• Exercise aim:
Give the data again exactly as it appears.

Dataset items
# # # # #

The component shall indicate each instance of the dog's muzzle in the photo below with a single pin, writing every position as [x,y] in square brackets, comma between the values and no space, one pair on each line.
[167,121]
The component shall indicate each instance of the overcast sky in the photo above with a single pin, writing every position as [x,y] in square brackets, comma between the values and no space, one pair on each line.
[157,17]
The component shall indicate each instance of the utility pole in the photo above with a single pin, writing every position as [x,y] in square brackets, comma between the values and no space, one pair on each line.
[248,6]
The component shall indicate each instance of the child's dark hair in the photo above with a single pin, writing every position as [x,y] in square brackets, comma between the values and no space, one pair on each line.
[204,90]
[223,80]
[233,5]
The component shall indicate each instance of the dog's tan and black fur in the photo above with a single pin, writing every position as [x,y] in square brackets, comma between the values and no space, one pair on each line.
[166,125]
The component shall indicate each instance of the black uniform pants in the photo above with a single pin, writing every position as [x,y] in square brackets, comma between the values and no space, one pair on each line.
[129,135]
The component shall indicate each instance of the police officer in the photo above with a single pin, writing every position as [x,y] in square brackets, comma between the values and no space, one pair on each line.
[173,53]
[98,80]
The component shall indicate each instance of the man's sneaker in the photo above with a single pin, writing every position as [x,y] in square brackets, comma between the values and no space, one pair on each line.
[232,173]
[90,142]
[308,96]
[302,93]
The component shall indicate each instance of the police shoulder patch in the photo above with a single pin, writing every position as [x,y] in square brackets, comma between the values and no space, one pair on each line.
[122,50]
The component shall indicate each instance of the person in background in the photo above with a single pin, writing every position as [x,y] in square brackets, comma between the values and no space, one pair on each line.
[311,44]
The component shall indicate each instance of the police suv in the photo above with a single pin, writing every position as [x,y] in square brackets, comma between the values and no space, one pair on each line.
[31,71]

# # # # #

• Completed exercise:
The component shall indicate each instance of the dog's muzzle in the photo below with a single pin, writing every position as [x,y] in square brackets, comma between the values and no space, one pair on each line.
[167,121]
The component shall indicate each instance of the overcast sky in the photo above with a single pin, writing every position as [x,y] in square brackets, comma between the values and no space, one pair on each line.
[157,17]
The component shall indicate each instance of the utility pole in the photo above with a single pin, writing every position as [x,y] in square brackets, comma between the values and no space, one pair on each line.
[248,6]
The component shall indicate each instance of the child's dark hair in the photo above with a single pin, writing every position as [x,y] in square brackets, comma between the values and no space, one pair on each line.
[204,90]
[223,80]
[233,5]
The component shall indicate each instance of the dog's tan and black fur in the photo above with a single pin, writing every position as [x,y] in square brackets, comma between the values and no space, one pair on each line.
[166,125]
The component shall indicate each instance of the black uniform pants in the photo above with a single pin, writing every position as [x,y] in square brackets, comma between the values and no space, one pair on each line.
[129,135]
The component shall indicate each instance of the police officer in the photo above with a single pin, writing every position as [x,y] in square brackets, comma between the values and no space, one pair on each line.
[173,53]
[98,80]
The component shall indicate each instance of the man's sneaker in the photo above with a single pin, writing every position as [x,y] in square brackets, comma between the values and no space, one pair on each line.
[232,173]
[90,142]
[308,96]
[302,93]
The component shall indicate each instance of the police shoulder patch in the photo above with a single pin, writing every position as [x,y] in square brackets, comma between the values and no space, one pair on each line.
[122,50]
The component shall indicate each instance of the person in background in the photo above with a single pin, writing every position as [x,y] in square brackets, comma between the values and no space, one pair on each line.
[311,44]
The component shall indicate each instance of the police suv in the photo above with a single pin, writing every position as [x,y] in square brackets, comma between the values and no space, one pair on each line.
[31,71]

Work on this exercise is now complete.